Directive -> Reproduce the lines below word for word, everything from the first line down to the line containing "column 446, row 414", both ends included. Omit the pictures from your answer.

━━━━━━━━━━━━━━━━━━━━

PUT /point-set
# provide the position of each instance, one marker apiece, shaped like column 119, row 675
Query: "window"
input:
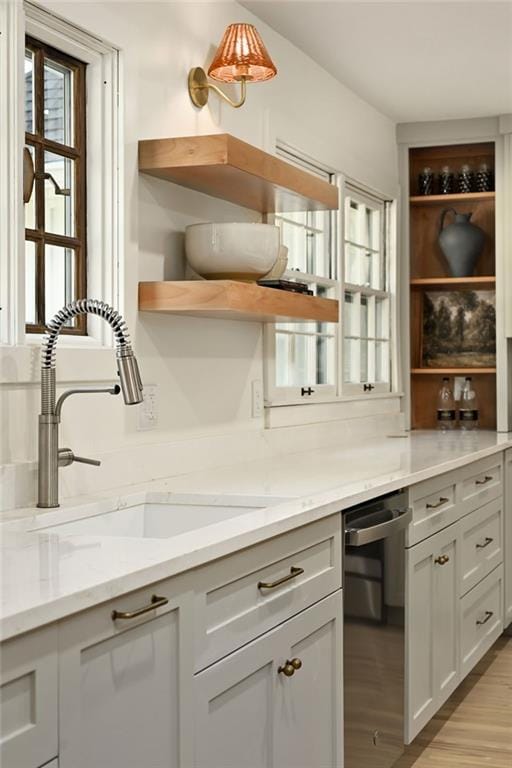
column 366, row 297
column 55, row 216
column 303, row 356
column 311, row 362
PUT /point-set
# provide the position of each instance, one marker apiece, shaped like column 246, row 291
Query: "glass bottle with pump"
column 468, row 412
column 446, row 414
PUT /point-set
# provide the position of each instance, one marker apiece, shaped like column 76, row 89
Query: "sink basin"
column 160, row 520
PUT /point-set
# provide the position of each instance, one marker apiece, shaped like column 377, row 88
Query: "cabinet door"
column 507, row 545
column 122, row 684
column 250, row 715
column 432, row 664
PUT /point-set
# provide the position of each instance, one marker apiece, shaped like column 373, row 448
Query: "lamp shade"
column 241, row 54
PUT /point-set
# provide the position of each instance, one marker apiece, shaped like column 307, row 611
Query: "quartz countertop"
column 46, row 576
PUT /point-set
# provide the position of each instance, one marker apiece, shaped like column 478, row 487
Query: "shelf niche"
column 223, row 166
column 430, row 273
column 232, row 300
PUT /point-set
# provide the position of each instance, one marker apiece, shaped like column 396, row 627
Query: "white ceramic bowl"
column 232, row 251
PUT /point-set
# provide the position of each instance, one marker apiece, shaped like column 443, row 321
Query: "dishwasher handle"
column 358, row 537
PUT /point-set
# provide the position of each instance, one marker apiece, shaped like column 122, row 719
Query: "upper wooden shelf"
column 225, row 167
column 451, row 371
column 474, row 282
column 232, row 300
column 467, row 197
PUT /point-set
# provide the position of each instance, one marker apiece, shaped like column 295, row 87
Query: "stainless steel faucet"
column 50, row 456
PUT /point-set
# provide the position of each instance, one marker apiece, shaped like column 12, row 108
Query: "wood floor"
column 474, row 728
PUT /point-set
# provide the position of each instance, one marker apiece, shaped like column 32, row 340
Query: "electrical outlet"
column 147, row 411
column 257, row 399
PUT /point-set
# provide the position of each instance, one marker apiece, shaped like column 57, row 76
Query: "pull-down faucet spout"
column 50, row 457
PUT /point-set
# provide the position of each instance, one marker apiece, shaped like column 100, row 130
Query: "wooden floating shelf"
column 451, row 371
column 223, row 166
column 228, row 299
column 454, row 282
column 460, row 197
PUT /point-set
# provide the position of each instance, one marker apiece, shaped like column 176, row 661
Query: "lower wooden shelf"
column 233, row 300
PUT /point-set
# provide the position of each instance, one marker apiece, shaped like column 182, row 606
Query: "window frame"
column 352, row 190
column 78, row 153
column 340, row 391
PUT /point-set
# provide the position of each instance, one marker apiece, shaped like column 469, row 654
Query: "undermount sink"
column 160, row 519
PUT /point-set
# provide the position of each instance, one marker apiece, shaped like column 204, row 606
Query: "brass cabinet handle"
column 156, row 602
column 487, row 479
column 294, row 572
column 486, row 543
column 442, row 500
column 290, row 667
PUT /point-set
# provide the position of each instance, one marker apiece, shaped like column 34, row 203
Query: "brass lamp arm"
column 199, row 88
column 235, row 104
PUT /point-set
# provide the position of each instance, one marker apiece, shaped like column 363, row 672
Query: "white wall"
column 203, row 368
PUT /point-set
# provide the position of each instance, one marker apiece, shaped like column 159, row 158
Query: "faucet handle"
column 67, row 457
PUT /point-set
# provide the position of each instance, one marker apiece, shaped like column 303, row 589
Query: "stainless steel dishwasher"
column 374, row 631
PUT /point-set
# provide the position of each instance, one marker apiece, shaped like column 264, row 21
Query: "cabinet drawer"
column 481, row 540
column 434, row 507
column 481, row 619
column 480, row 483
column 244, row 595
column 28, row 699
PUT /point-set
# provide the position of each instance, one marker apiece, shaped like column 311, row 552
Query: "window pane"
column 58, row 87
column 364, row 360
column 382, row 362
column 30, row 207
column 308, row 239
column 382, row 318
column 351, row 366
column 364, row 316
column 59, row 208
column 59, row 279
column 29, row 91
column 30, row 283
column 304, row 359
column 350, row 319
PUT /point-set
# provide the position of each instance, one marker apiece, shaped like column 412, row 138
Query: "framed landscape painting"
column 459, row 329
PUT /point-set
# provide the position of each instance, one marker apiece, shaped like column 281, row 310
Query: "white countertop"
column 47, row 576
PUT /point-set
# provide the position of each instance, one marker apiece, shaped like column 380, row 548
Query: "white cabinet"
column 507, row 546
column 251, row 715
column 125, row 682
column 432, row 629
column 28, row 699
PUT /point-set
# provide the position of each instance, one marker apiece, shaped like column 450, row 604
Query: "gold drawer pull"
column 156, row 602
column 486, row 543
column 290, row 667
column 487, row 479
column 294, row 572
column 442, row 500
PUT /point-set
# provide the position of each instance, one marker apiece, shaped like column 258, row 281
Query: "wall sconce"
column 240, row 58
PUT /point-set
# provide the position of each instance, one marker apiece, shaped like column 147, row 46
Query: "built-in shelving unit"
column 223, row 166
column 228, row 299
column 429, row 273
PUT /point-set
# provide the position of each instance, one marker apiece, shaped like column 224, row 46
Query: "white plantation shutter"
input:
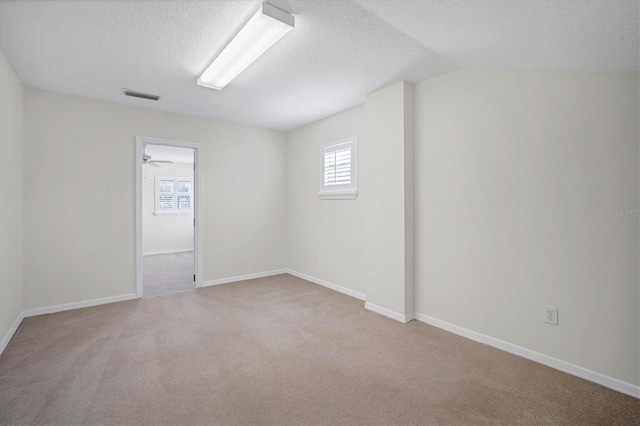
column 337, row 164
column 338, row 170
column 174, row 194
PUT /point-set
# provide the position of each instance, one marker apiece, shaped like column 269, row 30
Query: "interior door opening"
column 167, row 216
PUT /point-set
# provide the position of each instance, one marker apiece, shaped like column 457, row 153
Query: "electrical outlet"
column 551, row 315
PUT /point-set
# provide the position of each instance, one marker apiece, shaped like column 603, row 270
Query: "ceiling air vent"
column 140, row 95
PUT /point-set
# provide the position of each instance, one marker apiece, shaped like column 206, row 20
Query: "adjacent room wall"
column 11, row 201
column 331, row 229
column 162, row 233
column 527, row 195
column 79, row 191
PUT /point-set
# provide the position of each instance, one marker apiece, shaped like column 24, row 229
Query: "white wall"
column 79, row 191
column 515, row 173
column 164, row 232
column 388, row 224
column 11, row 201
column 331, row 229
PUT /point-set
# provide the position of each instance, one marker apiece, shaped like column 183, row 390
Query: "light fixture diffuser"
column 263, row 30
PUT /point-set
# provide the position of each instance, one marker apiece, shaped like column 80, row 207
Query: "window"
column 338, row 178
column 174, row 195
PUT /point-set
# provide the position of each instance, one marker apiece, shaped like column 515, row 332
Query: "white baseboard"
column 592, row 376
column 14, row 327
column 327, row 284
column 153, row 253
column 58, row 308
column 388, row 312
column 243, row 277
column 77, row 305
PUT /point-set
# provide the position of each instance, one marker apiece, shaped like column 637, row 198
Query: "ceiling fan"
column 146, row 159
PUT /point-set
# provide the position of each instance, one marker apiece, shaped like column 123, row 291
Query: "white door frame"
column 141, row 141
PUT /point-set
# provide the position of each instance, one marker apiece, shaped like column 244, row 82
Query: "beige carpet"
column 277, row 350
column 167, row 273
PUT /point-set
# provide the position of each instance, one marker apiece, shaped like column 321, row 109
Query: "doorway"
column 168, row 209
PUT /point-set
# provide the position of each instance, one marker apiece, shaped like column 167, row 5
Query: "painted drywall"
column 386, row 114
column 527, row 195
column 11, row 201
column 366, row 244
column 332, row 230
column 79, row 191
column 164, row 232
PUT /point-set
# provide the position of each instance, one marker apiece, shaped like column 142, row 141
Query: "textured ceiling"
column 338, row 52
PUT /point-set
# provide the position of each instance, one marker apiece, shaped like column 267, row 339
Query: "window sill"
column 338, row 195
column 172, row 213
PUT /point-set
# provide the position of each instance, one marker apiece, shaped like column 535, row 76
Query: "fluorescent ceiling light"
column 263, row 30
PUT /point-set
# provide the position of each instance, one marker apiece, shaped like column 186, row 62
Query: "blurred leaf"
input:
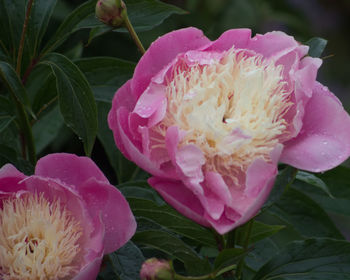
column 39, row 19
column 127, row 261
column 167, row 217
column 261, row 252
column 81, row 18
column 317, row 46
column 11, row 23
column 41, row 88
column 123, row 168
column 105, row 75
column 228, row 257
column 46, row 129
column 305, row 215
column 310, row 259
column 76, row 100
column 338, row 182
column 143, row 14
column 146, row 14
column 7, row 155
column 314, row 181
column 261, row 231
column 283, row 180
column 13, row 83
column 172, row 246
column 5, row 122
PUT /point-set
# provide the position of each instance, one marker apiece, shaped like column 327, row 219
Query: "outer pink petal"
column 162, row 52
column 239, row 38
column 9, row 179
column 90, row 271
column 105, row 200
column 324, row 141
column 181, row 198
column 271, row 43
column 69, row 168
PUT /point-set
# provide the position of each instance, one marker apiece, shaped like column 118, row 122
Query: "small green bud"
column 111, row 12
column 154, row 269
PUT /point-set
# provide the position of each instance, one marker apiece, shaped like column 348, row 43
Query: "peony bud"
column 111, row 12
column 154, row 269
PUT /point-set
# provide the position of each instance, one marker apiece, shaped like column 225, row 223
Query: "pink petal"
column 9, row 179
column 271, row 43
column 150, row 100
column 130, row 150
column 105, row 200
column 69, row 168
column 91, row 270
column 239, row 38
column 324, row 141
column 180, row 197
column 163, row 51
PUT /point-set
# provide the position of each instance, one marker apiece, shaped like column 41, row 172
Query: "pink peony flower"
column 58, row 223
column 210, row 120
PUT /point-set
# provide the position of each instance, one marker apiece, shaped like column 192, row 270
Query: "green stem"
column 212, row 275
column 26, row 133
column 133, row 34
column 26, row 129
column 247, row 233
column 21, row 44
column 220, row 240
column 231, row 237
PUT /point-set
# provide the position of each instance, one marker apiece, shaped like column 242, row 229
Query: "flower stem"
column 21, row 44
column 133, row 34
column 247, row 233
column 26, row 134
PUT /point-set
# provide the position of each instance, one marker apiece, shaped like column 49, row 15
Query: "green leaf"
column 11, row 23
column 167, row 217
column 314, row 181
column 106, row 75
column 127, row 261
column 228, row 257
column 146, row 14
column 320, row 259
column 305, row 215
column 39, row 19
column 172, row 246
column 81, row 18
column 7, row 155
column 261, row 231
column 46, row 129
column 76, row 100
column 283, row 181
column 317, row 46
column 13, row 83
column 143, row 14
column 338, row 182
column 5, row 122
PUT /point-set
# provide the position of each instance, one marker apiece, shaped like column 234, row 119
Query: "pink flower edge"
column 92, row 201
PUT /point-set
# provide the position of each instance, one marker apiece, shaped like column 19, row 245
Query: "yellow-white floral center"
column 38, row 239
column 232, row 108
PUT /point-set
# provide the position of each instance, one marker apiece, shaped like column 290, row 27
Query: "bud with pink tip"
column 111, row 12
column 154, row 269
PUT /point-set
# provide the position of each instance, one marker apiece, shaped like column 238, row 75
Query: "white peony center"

━━━━━━━━━━━━━━━━━━━━

Task output ->
PUT /point-set
# provide the position of each instance, one marker apiece, shaped like column 119, row 675
Query: "window"
input:
column 366, row 297
column 55, row 216
column 303, row 356
column 311, row 362
PUT /point-set
# provide the position of each instance, one marker apiece, shaped like column 246, row 291
Query: "glass bottle with pump"
column 468, row 412
column 446, row 414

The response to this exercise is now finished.